Instruction.
Copy every line of the listing below that contains the string "flower". Uppercase and lowercase letters must match.

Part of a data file
|---|
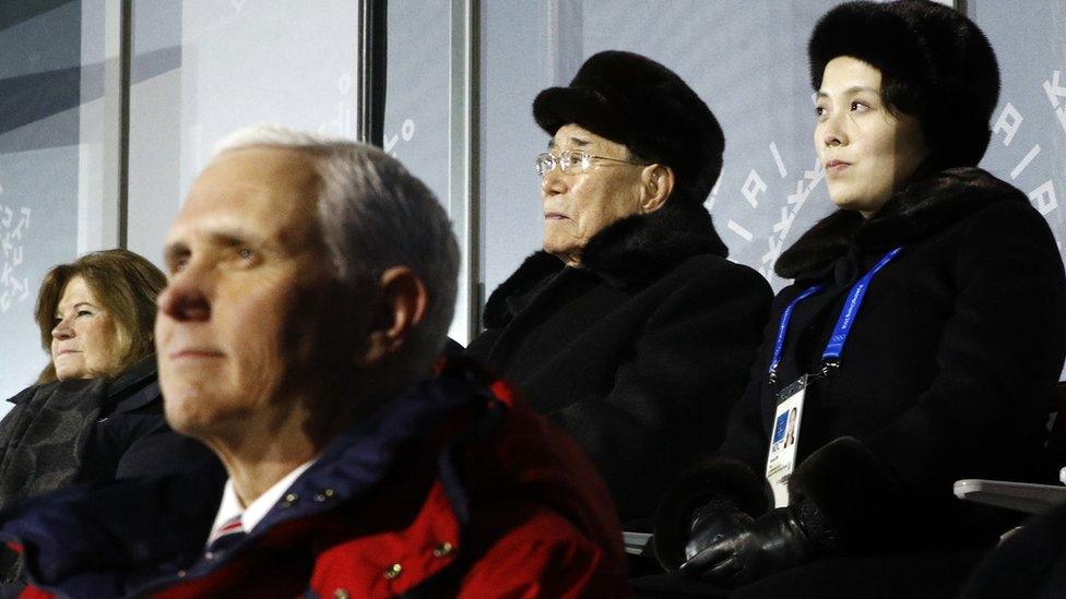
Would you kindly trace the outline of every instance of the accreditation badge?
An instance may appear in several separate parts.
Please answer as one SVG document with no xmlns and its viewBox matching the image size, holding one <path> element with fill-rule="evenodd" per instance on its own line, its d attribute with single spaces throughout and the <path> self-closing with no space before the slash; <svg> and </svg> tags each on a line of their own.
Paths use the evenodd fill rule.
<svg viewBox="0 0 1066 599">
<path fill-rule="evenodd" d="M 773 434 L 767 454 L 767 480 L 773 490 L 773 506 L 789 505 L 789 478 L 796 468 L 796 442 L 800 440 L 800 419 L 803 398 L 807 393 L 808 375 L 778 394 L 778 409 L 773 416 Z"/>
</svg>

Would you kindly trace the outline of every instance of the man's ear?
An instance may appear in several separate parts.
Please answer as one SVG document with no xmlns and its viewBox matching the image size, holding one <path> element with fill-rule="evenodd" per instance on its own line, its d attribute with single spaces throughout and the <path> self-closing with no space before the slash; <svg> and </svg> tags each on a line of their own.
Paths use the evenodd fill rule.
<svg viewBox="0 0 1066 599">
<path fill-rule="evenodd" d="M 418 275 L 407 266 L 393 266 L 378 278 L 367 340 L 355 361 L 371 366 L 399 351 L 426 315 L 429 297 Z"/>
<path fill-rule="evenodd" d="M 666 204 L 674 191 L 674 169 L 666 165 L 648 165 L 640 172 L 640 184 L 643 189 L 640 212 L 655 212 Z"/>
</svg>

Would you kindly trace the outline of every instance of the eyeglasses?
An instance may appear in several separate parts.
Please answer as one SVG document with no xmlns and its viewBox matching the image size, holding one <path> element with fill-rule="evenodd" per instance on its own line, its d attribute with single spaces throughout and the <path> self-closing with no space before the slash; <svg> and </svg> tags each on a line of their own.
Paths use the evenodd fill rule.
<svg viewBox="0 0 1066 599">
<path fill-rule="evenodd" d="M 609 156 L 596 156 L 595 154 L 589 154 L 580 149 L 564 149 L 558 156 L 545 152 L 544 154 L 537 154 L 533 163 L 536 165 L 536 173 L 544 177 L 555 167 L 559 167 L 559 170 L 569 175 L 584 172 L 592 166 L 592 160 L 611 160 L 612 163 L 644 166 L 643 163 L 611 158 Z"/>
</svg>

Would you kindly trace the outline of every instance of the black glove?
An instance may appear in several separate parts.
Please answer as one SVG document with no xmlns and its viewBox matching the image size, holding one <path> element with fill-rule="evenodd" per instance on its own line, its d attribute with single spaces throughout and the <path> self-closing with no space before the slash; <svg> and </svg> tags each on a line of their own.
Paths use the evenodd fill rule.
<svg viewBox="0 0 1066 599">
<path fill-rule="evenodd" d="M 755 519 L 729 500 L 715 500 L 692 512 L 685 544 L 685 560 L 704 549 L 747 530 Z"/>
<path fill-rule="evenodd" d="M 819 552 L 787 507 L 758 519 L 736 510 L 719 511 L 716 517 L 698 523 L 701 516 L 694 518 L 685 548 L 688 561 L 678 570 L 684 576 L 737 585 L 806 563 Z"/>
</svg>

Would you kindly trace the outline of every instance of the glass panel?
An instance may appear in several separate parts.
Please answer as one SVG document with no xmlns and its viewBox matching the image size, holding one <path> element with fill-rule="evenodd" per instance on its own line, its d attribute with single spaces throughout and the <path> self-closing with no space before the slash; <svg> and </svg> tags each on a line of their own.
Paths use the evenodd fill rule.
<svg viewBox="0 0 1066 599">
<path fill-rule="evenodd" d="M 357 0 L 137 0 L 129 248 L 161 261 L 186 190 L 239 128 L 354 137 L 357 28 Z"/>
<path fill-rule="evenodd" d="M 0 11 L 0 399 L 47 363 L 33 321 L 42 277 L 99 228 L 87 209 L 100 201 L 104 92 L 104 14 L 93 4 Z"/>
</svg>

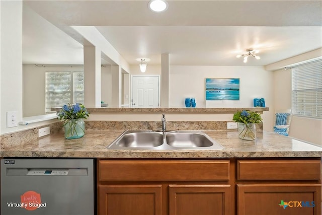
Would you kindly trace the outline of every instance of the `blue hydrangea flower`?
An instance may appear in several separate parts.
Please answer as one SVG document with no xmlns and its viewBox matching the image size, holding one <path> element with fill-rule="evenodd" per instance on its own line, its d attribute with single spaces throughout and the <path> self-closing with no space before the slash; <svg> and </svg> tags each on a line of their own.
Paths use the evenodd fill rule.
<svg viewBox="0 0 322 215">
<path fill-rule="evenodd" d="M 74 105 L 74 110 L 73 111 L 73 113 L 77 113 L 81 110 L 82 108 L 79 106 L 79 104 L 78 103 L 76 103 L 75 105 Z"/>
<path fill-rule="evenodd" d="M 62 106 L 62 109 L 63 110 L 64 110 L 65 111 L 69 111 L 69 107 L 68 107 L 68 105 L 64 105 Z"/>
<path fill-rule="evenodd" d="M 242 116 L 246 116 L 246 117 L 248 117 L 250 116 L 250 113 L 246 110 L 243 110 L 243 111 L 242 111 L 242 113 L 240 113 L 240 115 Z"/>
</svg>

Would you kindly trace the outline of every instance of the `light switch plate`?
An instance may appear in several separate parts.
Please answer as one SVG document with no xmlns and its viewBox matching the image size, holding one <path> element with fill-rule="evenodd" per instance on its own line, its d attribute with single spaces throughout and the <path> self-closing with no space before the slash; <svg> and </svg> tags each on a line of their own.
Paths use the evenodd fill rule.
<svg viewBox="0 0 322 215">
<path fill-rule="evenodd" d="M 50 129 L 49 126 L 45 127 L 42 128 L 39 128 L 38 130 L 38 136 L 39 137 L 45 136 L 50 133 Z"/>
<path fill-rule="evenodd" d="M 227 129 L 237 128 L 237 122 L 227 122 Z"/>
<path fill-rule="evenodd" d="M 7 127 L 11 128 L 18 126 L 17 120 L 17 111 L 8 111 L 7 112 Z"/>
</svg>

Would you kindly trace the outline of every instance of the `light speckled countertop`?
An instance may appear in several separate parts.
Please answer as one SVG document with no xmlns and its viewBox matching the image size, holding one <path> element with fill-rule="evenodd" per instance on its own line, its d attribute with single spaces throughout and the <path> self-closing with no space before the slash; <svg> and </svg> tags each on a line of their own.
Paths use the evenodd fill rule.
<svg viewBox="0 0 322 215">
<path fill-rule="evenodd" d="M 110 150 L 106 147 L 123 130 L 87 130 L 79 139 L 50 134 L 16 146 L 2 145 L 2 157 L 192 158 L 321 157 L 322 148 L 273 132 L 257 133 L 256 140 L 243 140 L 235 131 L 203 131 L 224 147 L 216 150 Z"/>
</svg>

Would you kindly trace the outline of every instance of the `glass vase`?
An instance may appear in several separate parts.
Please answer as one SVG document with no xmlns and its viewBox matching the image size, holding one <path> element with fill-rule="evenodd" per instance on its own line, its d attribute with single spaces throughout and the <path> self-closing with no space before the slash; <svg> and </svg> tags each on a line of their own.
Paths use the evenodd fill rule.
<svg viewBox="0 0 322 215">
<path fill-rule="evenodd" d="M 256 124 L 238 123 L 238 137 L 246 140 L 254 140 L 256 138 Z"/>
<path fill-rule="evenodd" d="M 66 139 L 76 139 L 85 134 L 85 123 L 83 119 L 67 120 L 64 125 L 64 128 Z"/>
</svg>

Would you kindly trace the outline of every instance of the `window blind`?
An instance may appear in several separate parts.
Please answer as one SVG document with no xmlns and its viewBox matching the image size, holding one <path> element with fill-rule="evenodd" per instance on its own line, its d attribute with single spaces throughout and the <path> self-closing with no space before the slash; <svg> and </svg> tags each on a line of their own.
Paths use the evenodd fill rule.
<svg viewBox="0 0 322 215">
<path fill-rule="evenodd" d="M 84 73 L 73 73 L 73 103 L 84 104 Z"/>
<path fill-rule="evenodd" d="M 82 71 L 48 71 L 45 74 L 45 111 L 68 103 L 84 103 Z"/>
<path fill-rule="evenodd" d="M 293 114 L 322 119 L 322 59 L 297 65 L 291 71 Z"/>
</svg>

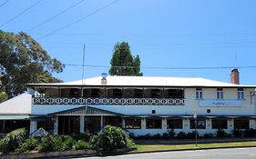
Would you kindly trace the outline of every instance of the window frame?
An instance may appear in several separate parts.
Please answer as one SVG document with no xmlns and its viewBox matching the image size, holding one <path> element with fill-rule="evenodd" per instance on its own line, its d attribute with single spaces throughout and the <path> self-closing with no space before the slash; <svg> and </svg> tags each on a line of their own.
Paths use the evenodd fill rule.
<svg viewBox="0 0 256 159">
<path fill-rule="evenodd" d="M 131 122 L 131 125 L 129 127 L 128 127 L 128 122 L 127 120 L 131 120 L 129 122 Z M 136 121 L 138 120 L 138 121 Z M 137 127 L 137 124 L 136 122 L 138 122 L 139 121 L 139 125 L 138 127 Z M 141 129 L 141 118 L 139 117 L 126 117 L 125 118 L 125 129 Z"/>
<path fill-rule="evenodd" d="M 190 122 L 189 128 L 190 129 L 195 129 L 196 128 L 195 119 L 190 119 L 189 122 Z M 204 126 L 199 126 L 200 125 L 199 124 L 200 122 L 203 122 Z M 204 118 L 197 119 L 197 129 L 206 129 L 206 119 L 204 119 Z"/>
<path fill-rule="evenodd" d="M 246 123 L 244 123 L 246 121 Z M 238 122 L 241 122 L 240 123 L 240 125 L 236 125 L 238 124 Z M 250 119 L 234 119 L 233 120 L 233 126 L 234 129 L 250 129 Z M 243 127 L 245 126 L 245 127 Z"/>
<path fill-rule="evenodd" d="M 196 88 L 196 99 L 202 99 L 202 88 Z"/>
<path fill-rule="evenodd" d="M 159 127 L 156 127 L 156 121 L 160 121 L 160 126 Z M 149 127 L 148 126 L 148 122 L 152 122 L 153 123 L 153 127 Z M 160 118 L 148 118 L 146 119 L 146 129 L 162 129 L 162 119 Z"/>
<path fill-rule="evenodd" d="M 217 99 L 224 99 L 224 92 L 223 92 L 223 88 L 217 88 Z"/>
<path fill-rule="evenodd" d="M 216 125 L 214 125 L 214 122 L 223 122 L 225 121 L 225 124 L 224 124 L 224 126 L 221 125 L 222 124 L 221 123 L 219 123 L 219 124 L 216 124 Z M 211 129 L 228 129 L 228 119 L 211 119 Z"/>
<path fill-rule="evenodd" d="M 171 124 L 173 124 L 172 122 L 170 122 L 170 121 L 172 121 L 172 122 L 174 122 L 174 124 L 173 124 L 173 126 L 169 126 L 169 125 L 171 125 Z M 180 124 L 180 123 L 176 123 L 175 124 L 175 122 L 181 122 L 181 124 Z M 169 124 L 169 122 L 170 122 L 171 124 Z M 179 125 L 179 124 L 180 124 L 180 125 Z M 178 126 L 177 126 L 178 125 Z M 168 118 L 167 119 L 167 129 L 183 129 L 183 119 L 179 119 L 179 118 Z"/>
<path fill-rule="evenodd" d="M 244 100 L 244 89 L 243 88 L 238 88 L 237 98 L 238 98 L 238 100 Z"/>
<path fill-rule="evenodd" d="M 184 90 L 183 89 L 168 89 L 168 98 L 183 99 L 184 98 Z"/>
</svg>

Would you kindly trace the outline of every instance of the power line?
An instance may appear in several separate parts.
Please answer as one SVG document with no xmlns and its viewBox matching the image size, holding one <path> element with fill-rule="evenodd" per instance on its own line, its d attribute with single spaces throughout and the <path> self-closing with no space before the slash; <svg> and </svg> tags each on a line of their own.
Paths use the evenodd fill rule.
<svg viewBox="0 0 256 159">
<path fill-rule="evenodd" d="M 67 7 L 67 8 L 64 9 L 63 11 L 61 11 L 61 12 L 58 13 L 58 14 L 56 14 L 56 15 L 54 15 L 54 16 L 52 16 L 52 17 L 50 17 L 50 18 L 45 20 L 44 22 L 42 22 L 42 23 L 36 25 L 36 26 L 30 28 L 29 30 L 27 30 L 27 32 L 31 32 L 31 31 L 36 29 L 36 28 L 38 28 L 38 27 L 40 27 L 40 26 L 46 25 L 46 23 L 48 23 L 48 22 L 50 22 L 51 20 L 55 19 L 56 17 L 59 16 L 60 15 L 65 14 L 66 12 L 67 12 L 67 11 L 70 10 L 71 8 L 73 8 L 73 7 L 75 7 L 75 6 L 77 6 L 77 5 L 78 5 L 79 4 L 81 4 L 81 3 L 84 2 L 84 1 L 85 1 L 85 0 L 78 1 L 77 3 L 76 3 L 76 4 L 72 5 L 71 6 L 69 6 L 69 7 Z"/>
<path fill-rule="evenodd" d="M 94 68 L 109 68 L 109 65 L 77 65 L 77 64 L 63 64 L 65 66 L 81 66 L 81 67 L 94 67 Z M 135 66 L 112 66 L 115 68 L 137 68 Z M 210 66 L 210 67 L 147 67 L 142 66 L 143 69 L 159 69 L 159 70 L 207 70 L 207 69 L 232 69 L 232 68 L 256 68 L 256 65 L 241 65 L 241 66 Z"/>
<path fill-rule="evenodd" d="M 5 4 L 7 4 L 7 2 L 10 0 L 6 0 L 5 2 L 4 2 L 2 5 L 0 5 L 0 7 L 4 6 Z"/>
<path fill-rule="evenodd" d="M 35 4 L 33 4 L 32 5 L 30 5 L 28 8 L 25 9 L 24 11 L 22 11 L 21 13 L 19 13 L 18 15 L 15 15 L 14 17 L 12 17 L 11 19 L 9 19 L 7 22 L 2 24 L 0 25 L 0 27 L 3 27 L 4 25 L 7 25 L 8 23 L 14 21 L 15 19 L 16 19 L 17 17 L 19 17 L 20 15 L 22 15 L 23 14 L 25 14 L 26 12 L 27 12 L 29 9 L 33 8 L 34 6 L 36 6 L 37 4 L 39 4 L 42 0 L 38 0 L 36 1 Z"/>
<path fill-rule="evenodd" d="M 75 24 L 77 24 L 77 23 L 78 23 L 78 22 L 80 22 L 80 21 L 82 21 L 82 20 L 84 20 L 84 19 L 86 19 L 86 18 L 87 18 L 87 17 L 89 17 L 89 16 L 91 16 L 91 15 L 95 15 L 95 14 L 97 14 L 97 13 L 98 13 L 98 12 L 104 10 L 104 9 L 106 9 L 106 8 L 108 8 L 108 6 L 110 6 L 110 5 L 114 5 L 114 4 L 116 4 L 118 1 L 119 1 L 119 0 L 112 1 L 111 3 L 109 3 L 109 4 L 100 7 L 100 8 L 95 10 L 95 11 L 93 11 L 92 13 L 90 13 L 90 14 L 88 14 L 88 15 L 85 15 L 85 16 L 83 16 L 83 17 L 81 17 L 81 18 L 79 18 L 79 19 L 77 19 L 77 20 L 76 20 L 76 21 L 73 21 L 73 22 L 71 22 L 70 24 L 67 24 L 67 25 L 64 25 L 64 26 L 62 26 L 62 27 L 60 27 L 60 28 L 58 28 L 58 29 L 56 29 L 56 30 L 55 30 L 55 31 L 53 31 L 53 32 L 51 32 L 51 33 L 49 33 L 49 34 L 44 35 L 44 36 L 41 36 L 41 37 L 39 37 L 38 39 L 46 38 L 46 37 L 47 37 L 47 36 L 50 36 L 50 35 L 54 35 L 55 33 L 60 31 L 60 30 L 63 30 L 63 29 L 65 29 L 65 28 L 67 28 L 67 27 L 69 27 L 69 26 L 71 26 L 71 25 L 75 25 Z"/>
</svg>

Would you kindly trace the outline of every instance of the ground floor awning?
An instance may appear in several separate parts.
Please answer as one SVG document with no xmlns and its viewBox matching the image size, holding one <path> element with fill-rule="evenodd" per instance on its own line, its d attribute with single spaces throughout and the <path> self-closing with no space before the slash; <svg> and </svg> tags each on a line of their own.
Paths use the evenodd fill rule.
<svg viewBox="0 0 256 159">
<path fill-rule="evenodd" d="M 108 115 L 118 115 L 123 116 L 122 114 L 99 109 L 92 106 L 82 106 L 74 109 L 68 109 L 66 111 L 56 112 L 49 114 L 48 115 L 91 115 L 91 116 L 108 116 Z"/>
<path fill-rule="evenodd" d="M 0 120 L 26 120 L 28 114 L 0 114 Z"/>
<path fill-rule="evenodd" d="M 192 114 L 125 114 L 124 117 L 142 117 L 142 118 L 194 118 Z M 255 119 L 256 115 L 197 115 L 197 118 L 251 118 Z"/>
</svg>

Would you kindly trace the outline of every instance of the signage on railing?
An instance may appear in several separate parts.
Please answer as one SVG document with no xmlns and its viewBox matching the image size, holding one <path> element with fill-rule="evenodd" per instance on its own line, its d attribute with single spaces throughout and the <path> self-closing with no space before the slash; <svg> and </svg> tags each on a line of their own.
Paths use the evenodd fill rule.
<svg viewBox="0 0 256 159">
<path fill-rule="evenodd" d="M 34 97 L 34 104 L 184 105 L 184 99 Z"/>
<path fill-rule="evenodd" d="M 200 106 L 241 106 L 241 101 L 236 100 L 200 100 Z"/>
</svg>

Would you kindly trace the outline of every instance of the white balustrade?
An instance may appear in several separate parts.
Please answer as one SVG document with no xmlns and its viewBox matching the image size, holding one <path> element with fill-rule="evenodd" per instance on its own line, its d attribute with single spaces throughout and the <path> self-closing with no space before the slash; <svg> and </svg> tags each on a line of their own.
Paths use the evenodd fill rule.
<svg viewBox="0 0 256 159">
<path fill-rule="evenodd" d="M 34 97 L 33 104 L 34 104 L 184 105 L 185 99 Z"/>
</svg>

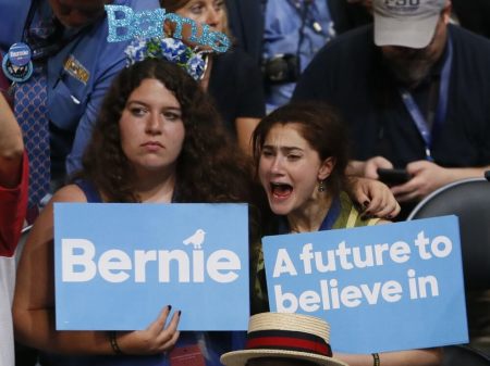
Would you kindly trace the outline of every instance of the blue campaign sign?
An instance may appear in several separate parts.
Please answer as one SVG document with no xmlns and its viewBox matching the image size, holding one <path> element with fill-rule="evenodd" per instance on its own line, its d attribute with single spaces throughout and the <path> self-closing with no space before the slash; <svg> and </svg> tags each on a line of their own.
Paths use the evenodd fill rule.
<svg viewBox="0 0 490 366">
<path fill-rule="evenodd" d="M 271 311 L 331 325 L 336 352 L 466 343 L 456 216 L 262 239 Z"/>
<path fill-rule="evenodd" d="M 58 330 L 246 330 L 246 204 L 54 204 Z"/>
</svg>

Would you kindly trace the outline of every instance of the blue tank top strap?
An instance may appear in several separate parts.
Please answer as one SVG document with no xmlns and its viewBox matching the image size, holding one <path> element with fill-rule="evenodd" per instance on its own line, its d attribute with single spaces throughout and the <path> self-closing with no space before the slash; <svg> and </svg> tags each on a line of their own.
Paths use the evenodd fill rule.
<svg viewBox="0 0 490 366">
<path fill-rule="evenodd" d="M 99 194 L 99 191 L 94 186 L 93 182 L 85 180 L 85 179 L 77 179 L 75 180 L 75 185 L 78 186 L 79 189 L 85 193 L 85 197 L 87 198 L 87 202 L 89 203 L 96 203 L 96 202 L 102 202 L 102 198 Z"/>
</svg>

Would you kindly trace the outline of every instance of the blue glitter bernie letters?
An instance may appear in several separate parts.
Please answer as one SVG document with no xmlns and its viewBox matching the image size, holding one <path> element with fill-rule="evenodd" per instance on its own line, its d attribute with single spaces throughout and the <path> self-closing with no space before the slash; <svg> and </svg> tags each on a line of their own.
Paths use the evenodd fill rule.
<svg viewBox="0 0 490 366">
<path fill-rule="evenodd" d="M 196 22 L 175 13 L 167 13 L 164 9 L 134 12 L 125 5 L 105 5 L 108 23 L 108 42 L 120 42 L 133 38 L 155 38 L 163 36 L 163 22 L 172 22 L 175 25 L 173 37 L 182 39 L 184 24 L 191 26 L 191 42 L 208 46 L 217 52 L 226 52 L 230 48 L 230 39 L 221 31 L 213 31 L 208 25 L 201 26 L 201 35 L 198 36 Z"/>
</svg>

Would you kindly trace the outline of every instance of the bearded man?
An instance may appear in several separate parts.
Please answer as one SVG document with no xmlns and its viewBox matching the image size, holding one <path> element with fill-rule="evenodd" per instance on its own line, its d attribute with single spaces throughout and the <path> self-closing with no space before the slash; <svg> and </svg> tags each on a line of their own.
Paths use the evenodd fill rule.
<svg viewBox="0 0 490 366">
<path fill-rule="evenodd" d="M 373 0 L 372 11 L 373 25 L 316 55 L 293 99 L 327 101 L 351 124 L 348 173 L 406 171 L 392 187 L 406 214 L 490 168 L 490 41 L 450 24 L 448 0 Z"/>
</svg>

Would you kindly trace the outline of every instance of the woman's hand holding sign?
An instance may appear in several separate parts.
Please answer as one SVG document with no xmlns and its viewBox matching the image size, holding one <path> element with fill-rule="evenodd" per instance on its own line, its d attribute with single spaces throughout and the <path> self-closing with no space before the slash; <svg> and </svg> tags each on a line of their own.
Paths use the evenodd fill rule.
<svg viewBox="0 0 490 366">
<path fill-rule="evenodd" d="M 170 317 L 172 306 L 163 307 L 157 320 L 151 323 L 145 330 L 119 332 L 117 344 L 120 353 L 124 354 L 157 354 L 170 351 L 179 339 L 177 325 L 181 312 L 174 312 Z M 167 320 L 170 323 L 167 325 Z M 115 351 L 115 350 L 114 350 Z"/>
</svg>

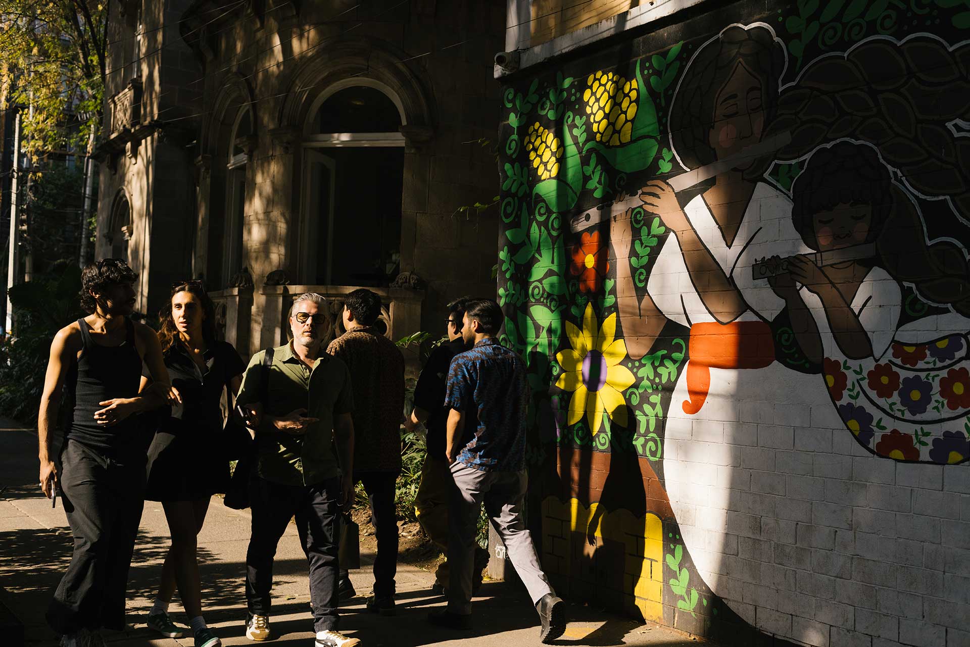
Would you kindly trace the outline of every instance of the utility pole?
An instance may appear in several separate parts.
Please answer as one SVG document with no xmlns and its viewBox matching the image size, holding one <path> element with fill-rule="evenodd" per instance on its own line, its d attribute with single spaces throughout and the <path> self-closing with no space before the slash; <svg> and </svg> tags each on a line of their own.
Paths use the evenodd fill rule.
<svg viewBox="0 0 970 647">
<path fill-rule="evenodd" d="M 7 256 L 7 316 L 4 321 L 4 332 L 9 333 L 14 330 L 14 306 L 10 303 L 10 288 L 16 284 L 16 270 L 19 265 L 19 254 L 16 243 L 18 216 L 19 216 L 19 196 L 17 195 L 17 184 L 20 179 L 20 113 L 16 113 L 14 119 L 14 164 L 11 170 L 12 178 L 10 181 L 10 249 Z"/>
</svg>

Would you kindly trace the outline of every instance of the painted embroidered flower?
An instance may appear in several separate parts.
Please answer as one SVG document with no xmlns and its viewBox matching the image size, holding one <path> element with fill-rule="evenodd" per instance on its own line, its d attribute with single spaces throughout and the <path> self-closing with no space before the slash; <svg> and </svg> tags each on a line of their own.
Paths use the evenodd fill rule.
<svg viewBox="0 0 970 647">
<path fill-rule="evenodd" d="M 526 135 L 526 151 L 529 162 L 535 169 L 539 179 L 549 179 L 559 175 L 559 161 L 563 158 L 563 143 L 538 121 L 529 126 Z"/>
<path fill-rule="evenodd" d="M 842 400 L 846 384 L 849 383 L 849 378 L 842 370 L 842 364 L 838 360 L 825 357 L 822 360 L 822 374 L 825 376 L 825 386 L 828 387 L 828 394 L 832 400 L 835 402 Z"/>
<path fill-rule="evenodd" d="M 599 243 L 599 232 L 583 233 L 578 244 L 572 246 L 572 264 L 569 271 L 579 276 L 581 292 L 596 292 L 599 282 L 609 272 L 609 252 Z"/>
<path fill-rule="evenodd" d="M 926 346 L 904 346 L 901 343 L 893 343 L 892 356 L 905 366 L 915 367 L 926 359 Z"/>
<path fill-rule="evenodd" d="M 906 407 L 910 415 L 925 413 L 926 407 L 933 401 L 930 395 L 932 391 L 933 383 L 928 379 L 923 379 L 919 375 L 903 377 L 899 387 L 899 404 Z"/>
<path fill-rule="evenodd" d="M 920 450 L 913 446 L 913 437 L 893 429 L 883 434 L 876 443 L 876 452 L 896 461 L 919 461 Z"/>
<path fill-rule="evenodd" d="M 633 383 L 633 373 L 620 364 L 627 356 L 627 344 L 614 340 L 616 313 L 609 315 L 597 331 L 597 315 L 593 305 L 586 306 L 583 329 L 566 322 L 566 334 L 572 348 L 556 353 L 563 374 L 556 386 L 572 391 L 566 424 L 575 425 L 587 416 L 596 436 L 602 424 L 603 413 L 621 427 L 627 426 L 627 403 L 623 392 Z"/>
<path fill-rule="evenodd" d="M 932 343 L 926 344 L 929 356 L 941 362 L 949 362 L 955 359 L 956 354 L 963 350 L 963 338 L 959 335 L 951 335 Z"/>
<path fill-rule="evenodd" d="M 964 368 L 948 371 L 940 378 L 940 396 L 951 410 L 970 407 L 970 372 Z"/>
|---|
Problem solution.
Would you kindly trace the outline of every instance of the `blue hydrangea flower`?
Would you kindly trace the outline of every instance of the painted embroidered flower?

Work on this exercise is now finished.